数据清单:
########

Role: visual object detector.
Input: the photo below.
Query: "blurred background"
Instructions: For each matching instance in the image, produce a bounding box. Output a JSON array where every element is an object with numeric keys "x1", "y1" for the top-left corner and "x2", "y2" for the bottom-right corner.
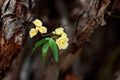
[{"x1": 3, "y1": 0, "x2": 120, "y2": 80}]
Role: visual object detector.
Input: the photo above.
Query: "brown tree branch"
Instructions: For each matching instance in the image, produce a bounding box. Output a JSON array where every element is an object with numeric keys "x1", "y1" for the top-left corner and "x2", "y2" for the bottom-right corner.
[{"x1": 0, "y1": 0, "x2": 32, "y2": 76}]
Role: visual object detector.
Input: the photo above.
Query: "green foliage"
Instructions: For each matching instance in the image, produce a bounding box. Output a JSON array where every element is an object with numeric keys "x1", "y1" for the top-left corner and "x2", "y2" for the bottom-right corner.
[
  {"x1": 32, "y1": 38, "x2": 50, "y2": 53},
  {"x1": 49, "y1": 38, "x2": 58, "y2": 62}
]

########

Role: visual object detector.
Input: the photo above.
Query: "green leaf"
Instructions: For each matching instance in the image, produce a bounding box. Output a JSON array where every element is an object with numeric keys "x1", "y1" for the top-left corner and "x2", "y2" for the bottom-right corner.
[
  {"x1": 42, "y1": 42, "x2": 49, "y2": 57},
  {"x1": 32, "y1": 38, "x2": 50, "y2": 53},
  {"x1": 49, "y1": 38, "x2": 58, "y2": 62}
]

########

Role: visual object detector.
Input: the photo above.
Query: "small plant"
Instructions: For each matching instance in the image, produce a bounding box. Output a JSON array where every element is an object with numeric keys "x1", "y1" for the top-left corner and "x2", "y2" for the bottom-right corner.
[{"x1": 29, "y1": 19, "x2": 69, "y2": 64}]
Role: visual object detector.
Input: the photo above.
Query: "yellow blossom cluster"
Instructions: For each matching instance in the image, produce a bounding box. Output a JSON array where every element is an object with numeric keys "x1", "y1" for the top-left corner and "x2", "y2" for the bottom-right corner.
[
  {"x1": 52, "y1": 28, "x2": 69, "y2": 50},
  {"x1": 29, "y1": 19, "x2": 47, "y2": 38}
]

########

统计上面各行中含有字符串“Query”的行数（区分大小写），只写出这个数字。

6